### Short problem
Find each line in the records below that contains the string "locate" and copy those lines. Case matters.

### Input records
# # # # #

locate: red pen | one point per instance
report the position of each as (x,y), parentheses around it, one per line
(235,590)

# # # # #

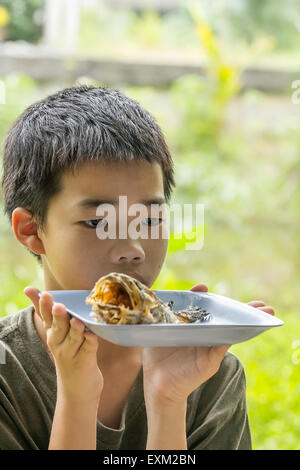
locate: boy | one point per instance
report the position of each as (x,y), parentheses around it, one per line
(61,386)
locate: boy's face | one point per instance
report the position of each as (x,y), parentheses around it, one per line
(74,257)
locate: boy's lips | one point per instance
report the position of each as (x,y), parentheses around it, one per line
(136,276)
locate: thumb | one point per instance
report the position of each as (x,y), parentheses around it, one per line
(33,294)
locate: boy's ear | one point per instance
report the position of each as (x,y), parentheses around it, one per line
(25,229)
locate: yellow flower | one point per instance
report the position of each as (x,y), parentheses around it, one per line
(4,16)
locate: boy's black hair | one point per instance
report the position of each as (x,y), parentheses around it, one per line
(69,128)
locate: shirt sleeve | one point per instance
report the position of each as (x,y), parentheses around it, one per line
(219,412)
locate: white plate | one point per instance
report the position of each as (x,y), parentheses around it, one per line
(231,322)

# # # # #

### Result for this exercise
locate: red pen | one point per instance
locate: boy | one point per instance
locate: boy's face | one point per instance
locate: boy's lips | one point per instance
locate: thumb | one point per instance
locate: boy's ear | one point per instance
locate: yellow flower | one point per instance
locate: boy's black hair | one point per instance
locate: shirt sleeve | one point per instance
locate: white plate | one point per instance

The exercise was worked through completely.